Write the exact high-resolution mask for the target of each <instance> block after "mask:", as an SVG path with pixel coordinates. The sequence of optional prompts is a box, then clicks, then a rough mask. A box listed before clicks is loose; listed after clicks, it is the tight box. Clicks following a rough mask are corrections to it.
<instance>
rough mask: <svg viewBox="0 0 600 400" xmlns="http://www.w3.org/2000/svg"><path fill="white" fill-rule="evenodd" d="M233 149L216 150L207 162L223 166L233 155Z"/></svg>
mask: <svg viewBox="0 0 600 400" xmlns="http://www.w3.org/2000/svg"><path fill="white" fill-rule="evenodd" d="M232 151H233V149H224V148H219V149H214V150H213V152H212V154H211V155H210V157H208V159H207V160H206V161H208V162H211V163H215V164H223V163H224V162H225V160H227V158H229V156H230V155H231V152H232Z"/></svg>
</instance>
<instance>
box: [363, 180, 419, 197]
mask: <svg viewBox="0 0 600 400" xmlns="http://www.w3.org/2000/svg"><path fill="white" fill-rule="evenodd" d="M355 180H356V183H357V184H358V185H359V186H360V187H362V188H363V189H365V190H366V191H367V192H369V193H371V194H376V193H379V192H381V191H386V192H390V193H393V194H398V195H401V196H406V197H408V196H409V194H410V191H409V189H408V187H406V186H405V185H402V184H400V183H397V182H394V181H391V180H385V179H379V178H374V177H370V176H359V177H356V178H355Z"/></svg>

Try it :: Retype every line of the listing exactly as it appears.

Exercise response ::
Write the exact high-resolution mask for the target of each <instance> block after "mask:", as an SVG path with pixel coordinates. The sequence of optional prompts is a box, then clicks, then a rough mask. A box listed before clicks is loose; listed after clicks, it is the tight box. Clicks following a rough mask are corrections to it.
<instance>
rough mask: <svg viewBox="0 0 600 400" xmlns="http://www.w3.org/2000/svg"><path fill="white" fill-rule="evenodd" d="M233 149L216 150L207 162L223 166L233 155Z"/></svg>
mask: <svg viewBox="0 0 600 400" xmlns="http://www.w3.org/2000/svg"><path fill="white" fill-rule="evenodd" d="M232 151H233V149H224V148H219V149H214V150H213V152H212V154H211V155H210V157H208V159H207V160H206V161H208V162H211V163H215V164H223V163H224V162H225V160H227V158H229V156H230V155H231V152H232Z"/></svg>
</instance>
<instance>
box: [363, 180, 419, 197]
mask: <svg viewBox="0 0 600 400" xmlns="http://www.w3.org/2000/svg"><path fill="white" fill-rule="evenodd" d="M355 180H356V183H357V184H358V185H359V186H360V187H362V188H363V189H365V190H366V191H367V192H369V193H371V194H376V193H379V192H381V191H386V192H390V193H393V194H398V195H401V196H406V197H408V196H409V194H410V191H409V189H408V187H406V186H405V185H402V184H400V183H397V182H394V181H391V180H385V179H379V178H374V177H370V176H359V177H356V178H355Z"/></svg>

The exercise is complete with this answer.